▶ Data section
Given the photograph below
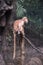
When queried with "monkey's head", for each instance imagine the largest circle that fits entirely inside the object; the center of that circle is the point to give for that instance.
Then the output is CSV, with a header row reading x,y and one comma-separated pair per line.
x,y
25,19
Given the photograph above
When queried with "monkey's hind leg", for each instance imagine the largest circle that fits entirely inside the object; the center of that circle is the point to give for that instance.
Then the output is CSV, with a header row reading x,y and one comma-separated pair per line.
x,y
14,52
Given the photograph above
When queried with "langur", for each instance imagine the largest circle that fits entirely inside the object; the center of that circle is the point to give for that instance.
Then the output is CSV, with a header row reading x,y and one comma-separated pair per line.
x,y
18,26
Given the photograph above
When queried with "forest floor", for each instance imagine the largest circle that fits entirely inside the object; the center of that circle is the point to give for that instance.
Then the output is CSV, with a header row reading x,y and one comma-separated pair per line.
x,y
6,52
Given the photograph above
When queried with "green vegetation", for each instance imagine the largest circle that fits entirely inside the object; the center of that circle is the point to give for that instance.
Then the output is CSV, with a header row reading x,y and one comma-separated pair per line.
x,y
33,9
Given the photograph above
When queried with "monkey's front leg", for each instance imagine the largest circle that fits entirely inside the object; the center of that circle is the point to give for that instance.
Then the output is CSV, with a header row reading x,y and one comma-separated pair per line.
x,y
22,49
14,52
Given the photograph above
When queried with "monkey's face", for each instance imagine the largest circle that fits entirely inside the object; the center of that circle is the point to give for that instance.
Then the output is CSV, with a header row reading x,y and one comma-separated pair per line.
x,y
25,19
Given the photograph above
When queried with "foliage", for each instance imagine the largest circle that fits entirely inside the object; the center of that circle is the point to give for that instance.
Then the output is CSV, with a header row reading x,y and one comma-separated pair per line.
x,y
32,9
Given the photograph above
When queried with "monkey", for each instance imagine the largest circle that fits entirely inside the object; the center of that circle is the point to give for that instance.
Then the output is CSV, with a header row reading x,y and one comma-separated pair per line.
x,y
18,27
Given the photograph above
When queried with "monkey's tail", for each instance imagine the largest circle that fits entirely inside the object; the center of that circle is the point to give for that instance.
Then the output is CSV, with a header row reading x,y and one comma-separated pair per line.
x,y
33,45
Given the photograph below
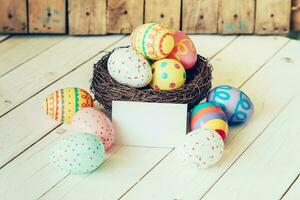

▶ Description of the task
What this exercise asks for is every line of the data above with the word "monkey".

▶ Output for this task
When queried with "monkey's head", for each instance imagine the largest circle that fits entirely inside the object; the center of that circle is the point to give for that instance.
When queried with "monkey's hind leg", for each instance imagine the largest circle that fits entirely inside the object; the center of that circle is the point to give for that instance.
When queried with "monkey's front leg", for each instance imagine the largest circle that fits entirely inside the object; the center of that circle is the point to give for that instance.
When queried with "monkey's face", for each instance imagine the largest circle that fits entirely inside the object; the center of that circle is the point to give for that instance.
When queried with "monkey", for each instance imagine the largest circle that fits entirely inside the object; the center of that circle is the point to give for that instance.
When queried with "monkey's tail", for each instance imagine the largest circle that fits entirely inside the object; the center of that circle is the point to give for that instance.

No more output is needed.